Segment Start: Information

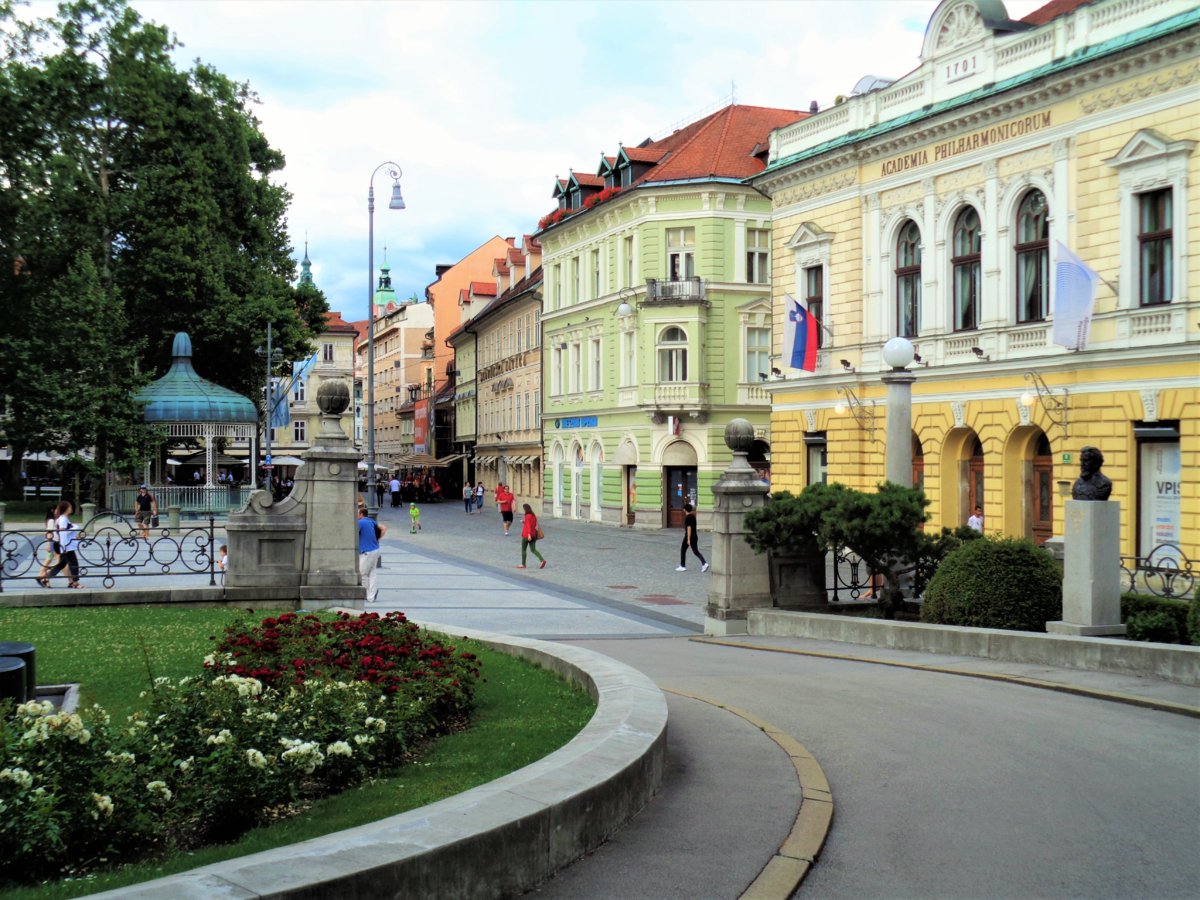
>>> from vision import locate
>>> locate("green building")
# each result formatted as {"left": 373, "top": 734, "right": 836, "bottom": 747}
{"left": 536, "top": 103, "right": 804, "bottom": 528}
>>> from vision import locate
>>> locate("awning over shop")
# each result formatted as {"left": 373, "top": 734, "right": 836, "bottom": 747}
{"left": 393, "top": 452, "right": 465, "bottom": 468}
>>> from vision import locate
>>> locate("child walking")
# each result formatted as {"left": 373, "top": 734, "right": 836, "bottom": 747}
{"left": 517, "top": 503, "right": 545, "bottom": 569}
{"left": 409, "top": 501, "right": 422, "bottom": 533}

Segment End: Information

- Task
The answer should consist of all the records, duplicated exactly, with no images included.

- Your response
>>> from vision import locate
>>> locate("green building")
# each result formatted as {"left": 373, "top": 734, "right": 836, "bottom": 747}
{"left": 536, "top": 103, "right": 804, "bottom": 528}
>>> from vision import locate
>>> locate("awning over shop")
# each result formatted as {"left": 373, "top": 734, "right": 836, "bottom": 747}
{"left": 393, "top": 452, "right": 465, "bottom": 468}
>>> from vision import locate
>>> locate("child walking")
# each result formatted as {"left": 373, "top": 734, "right": 836, "bottom": 747}
{"left": 517, "top": 503, "right": 545, "bottom": 569}
{"left": 409, "top": 501, "right": 422, "bottom": 533}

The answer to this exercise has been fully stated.